• _EXERCISE BRIEF_
Transcribe all of the material exactly. Any picture in it should be left out.

• _RECORDS SHOWN_
+++
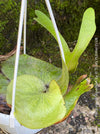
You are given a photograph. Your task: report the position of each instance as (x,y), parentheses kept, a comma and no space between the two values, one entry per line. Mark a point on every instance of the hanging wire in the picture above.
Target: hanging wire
(55,28)
(12,119)
(25,19)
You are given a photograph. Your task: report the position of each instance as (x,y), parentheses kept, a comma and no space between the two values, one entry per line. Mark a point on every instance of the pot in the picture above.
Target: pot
(19,129)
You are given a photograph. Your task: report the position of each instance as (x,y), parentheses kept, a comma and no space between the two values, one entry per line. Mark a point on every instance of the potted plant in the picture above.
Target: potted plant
(42,95)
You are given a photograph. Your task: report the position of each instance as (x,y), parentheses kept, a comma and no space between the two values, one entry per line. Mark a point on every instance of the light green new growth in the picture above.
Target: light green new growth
(87,31)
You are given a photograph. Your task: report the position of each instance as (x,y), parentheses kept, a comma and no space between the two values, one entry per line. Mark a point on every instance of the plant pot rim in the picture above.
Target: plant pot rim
(19,129)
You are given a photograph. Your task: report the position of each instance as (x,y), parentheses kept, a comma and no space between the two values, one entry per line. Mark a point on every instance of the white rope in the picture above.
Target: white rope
(55,27)
(25,16)
(17,61)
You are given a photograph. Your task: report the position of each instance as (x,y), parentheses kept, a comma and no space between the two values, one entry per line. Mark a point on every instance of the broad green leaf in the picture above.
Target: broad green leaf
(36,104)
(3,84)
(63,81)
(32,66)
(41,69)
(47,23)
(73,95)
(87,31)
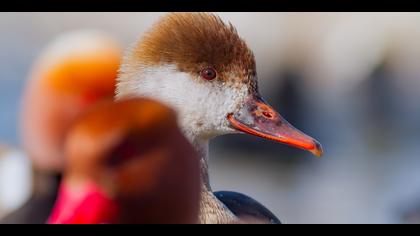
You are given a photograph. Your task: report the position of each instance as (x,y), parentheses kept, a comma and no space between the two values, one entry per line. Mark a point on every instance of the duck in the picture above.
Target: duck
(76,70)
(199,65)
(128,162)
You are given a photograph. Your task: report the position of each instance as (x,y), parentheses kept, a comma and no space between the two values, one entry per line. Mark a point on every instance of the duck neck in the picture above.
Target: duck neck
(202,146)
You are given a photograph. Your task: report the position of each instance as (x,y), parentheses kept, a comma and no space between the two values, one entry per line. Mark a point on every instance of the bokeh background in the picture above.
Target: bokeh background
(351,80)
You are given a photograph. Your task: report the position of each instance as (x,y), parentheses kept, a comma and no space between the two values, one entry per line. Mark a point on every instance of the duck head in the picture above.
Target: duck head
(200,66)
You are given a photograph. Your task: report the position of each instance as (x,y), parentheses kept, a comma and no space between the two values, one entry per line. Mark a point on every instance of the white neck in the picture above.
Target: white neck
(201,105)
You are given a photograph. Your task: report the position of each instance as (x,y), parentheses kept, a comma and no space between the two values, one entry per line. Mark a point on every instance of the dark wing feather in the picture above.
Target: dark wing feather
(244,206)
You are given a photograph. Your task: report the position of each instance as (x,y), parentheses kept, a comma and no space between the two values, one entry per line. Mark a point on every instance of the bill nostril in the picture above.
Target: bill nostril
(267,114)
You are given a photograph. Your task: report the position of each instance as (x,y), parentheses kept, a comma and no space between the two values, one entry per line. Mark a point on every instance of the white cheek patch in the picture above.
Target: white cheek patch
(202,106)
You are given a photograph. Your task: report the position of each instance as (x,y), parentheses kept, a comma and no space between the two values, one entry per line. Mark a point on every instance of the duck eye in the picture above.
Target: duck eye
(208,73)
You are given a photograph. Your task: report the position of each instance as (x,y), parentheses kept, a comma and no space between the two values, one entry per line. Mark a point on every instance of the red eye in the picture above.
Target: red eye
(208,73)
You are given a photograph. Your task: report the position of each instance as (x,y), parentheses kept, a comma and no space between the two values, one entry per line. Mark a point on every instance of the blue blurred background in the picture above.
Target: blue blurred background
(351,80)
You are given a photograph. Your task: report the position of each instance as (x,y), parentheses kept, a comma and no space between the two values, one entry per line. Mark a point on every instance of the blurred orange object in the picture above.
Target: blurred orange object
(75,71)
(128,162)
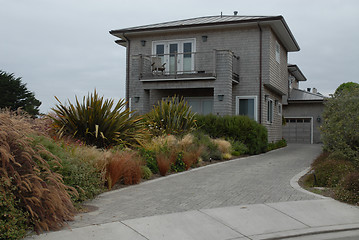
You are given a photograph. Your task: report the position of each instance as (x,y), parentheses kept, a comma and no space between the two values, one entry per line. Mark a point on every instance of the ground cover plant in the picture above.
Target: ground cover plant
+++
• _ANSWER TO THE PROBLEM_
You are given a photograph. Your task: report the position of each instance as (x,y), parentheses kept, a comma and no space between the two values, one entry per line. Mark a point on every instance of the hanging wire in the picture above.
Target: hanging wire
(55,28)
(12,119)
(25,19)
You are given a photograph. Your task: report the position of each instance as (x,y), parentheses kept, a comma and no space between the two values, one entry per line. Mark a point on every instance of the pot in the picture above.
Target: pot
(19,129)
You are given a photograph. Your task: report the position of each instance as (x,y), parentheses kept, a comma and no space between the two values, one entry per line. Mark a point on every instance of the potted plant in the picture above.
Target: potted plant
(42,95)
You are given a photograph. Your task: report the position of each instance as (x,y), parentheses kept, a comma and no space between the two values, one entry per line. Mark a point on every instance of the light green new growth in the picture above.
Target: light green new growth
(87,31)
You are given a photograph. Your task: report the position of each instance as (x,y), parentheses kept, a comma and no space between the two values, one entry per line. Mark a point on every instance of the plant pot rim in the picture above.
Target: plant pot rim
(19,129)
You are given a photograph. Your task: report the position of each instance as (x,y), parentheses kept, a comma and no space between the two values, one entry per line. Mark a point on every instance of the white rope in the picture above.
Target: white rope
(55,27)
(25,16)
(17,61)
You are given a photograph. Your task: report the position of each instance as (x,y), parentheses kept, a comma and no space between the two values, one entry per line. Mark a point on every instance of the broad green leaf in the picture above.
Target: broad green leaf
(36,104)
(3,84)
(63,81)
(32,66)
(41,69)
(47,23)
(73,95)
(87,31)
You are given a photograph. Your task: report the position of each instance as (x,y), parentheses kept, a comma and no space between the two values, one entry per line. Mark a point on every instance of the duck in the picture above.
Target: duck
(76,70)
(199,65)
(128,162)
You are given a photograph. Your task: report the position of each instance as (x,y), parentheses kept, a comma and no space between the two values, one entry per line. Mark a point on every instance of the duck neck in the picture above.
Target: duck neck
(202,146)
You are given a photograph. Your task: report the position of each instance as (x,y), parentheses kept, a comma and no space between the two values, one entry per line. Mark a point on every instance of the bokeh background in the picture above.
Target: bokeh background
(351,80)
You are given a photograph. Your task: report the position of each instance as (x,y), parentheses kept, a comma and no space between the two values, one entry per line. Mark a point on every instance of the duck head in the picture above.
Target: duck head
(200,66)
You are given a photograph. Your task: report the position of each instance as (x,y), parentheses kept, a comma and no space between the two values, one entry per line. Mark a point on every instance of the white neck in the picture above.
Target: white neck
(201,105)
You are given a photograph. Your task: report the position of each instance as (x,y), parentheses kept, a comma and no space between the two values, one entry per line. Mark a point on every instance of the dark wing feather in the picture above.
Target: dark wing feather
(244,206)
You are given a photograph. Your task: report the position of each instance as (x,y), parentheses kept, a comma and no space between the two values, one entry per line. Mark a point on every instance of the bill nostril in the picture above.
Target: bill nostril
(267,114)
You are given a photograph. Your task: report the position of each instance as (x,y), parentheses kept, a comma and no space between the two values, one entry per line. Mark a point on every instance of the white cheek patch in the picture above.
Target: white cheek patch
(202,106)
You are given a photograph. Your task: report the position of each instance as (x,y), parentheses kept, a comma and no space between the two values, one entry per line. Mark a point on every instance of the duck eye in the picture above.
Target: duck eye
(208,73)
You are given a photograph. Your task: report the position of each instance as (x,y), parentheses kept, a comma and no space between the two values, one entry per line. Mark a point on every instance of the red eye in the picture above.
Target: red eye
(208,73)
You are given a photograph. Your task: report the position of each instance as (x,y), parentheses kept, a comma and no space between the two values, one entry per line. Mark a point on every instance of the blue blurred background in the picture above.
Target: blue blurred background
(351,80)
You are given a photograph. Your task: report the position of each instance as (x,y), parentheses kept, a comma and no space between the two values, one entry per line. Mark a point on every instance of the blurred orange object in the picture above.
Target: blurred orange object
(75,71)
(128,162)
You are given a photograph. Your task: report the position of each instance as (x,y), parentheses kept, a comma and no space between the two values, one entry per line. Mark a point on every instance of the ground cover plant in the picture above.
Target: ground cover plant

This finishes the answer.